# [EXERCISES TO COMPLETE]
a) Name every town the Hampden Academy article lists as sending students to the school.
b) Please retype the portion of the Hampden Academy article that starts at the words "Hampden Academy was" and stops after the words "War of 1812.", with no changes.

Hampden Academy is a public high school located at 89 Western Avenue in Hampden, Maine, United States. The school is a part of Regional School Unit #22 (R.S.U. 22), with approximately 708 students from Hampden, Newburgh, Frankfort and Winterport attending grades 9–12. It has been accredited by the New England Association of Schools and Colleges.

The school mascot is the Bronco.

History

Hampden Academy was founded in 1803. It became a member of SAD 22 in 1969 (changed to RSU 22 in 2013). It still serves as a public school that educates students from Hampden, Winterport, Frankfort, and Newburgh. The original Hampden Academy building, located across US 1A and now part of the McGraw School, is on the National Register of Historic Places. A new $51.6 million building, located behind the FieldTurf complex, was completed in 2012.

The front lawn of the 1 Main Road North location was the site of the Battle of Hampden during the War of 1812.

Notable alumni
Hiram Batchelder, Civil War soldier and Mayor of Chico, California
Dillon Bates, former member of the Maine House of Representatives
Mike Bordick, baseball player
Ricky Craven, NASCAR driver, ESPN correspondent
Matthew Gagnon, think tank executive, writer and radio host
Jeffrey Hjelm, Maine Supreme Court Justice
Cyrus Hamlin, Civil War General and Politician
Stephen King, author (King was an English teacher at Hampden Academy)

# [EXCERPTED DATA]
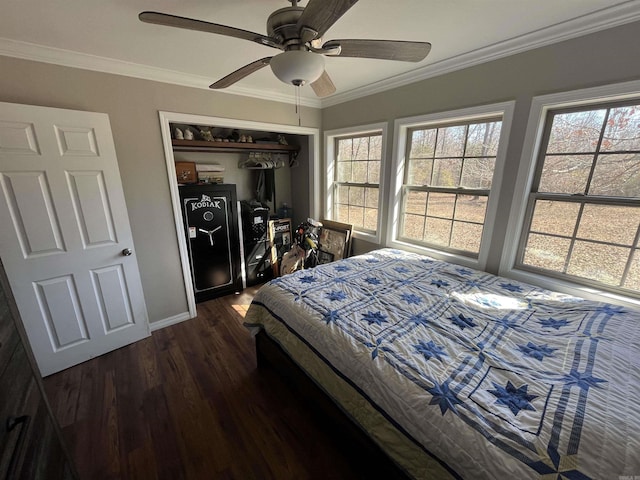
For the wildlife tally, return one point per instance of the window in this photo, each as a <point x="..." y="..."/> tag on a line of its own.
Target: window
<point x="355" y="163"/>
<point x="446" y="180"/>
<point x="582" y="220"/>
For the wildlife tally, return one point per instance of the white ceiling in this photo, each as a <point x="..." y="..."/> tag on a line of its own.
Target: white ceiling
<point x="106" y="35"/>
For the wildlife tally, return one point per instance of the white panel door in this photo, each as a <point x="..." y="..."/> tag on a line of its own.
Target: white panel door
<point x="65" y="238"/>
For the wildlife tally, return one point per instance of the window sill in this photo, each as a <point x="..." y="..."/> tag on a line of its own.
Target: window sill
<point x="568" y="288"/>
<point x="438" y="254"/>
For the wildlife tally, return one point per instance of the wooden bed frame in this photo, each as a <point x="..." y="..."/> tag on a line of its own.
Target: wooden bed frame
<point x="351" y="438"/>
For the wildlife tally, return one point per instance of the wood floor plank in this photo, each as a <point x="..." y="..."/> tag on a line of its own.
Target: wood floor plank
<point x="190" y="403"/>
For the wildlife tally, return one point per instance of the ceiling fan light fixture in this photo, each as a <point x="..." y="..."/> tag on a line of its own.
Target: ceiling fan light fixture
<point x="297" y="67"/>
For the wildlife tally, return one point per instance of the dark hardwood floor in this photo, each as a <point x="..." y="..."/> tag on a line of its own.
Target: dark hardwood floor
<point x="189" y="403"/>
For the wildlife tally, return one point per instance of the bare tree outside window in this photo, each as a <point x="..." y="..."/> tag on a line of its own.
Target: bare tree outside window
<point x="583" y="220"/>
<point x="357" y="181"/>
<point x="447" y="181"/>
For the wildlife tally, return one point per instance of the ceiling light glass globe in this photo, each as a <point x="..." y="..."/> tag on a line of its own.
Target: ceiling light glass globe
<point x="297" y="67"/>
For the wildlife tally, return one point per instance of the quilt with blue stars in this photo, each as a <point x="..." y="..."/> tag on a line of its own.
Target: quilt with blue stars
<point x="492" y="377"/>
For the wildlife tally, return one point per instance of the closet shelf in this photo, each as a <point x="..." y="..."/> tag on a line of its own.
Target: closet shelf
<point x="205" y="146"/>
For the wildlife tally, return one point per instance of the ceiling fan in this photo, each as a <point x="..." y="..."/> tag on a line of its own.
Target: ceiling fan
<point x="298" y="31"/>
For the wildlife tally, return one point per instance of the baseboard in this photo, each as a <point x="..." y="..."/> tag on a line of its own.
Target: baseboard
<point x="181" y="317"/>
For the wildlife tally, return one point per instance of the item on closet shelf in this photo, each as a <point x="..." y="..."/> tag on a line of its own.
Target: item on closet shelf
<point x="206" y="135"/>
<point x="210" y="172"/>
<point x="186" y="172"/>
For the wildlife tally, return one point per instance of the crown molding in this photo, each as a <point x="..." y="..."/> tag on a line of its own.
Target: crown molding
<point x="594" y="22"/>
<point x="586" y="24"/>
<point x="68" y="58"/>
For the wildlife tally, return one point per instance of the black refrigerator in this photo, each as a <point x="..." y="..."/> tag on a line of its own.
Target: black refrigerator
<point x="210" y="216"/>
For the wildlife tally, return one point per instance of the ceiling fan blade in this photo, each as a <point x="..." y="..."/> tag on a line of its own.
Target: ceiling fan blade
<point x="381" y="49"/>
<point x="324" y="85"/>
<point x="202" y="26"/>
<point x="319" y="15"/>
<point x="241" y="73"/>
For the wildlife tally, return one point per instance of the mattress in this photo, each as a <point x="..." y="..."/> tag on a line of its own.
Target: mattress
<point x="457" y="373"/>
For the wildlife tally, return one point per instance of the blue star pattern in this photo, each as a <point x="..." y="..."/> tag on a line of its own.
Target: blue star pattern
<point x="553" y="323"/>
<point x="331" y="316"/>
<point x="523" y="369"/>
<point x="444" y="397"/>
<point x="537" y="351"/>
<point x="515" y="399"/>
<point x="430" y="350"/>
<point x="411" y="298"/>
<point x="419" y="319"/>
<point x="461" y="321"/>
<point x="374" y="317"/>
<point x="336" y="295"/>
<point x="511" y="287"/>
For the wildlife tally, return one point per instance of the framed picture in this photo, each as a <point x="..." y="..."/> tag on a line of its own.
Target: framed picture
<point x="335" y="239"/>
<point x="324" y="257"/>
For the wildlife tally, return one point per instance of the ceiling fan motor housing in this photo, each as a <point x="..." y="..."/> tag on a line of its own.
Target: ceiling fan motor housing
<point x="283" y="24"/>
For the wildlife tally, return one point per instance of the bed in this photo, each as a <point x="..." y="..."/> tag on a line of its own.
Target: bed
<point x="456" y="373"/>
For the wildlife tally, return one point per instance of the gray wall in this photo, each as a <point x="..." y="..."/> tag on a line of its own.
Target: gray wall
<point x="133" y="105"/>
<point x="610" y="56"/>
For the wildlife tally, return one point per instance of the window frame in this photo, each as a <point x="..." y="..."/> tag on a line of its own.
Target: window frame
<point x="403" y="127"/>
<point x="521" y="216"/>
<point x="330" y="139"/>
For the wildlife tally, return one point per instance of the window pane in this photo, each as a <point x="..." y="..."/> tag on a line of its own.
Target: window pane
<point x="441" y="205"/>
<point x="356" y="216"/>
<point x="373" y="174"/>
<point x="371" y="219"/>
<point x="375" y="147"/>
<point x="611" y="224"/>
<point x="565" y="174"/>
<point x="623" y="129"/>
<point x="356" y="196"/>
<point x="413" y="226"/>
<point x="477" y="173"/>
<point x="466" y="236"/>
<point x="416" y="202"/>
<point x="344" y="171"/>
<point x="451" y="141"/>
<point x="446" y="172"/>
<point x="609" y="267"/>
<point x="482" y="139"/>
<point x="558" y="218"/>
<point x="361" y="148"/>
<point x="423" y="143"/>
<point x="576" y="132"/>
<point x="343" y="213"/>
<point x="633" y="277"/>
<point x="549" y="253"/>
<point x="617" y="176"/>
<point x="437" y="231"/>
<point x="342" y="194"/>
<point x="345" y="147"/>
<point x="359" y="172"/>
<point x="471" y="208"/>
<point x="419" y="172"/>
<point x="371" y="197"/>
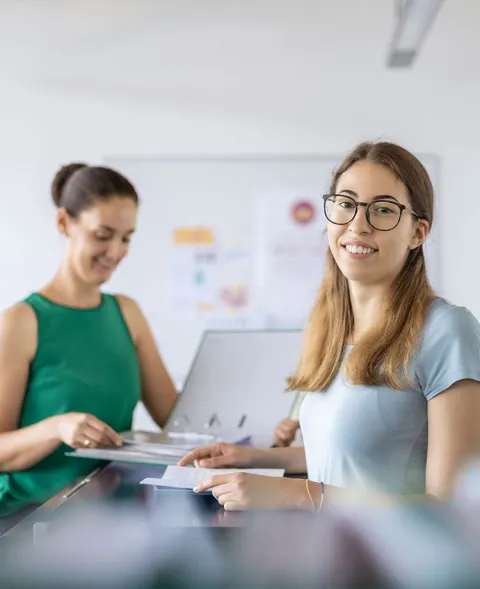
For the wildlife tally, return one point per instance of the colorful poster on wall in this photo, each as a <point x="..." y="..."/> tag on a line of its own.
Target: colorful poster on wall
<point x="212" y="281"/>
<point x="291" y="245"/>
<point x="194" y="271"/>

# [COMPLETED EXERCISE]
a) Hampden, Newburgh, Frankfort, Winterport

b)
Hampden Academy was founded in 1803. It became a member of SAD 22 in 1969 (changed to RSU 22 in 2013). It still serves as a public school that educates students from Hampden, Winterport, Frankfort, and Newburgh. The original Hampden Academy building, located across US 1A and now part of the McGraw School, is on the National Register of Historic Places. A new $51.6 million building, located behind the FieldTurf complex, was completed in 2012.

The front lawn of the 1 Main Road North location was the site of the Battle of Hampden during the War of 1812.